_What to produce_:
Which lines in the listing below contain "striped"? Copy each of them.

_Records for processing_:
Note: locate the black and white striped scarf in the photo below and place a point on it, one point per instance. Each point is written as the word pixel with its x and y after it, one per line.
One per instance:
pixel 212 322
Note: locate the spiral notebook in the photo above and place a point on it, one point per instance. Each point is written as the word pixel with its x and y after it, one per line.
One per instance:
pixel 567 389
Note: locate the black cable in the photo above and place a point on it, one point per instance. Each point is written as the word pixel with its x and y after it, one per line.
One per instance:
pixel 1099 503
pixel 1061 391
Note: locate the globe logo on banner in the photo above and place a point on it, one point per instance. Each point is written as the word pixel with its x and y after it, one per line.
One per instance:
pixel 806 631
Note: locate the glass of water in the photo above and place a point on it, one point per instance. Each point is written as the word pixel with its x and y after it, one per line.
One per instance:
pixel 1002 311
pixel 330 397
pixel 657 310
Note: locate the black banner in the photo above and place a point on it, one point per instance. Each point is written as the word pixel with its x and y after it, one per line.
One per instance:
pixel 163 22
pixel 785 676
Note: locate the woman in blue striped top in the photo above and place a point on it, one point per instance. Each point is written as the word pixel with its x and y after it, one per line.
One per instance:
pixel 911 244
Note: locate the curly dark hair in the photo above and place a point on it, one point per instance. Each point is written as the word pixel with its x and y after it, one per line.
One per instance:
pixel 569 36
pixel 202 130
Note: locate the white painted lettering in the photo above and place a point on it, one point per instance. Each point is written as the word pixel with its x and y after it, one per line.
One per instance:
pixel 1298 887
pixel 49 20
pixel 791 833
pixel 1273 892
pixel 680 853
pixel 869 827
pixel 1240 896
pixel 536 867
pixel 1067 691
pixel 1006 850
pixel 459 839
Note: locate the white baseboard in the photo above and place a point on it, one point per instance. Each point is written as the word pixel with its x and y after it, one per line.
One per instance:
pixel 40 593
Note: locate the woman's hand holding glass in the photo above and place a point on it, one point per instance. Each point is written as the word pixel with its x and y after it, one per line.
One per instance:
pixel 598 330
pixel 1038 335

_Solved exercise_:
Note: locate the black and white striped scarf in the photo below and place a point on it, one point per instance. Each point is written as the word pixel with its x and y after it, one per line.
Note: locate the woman in blue striped top in the photo above and place a point on it, one point per instance. Each point is written as the word pixel with its x and y after it, one per line.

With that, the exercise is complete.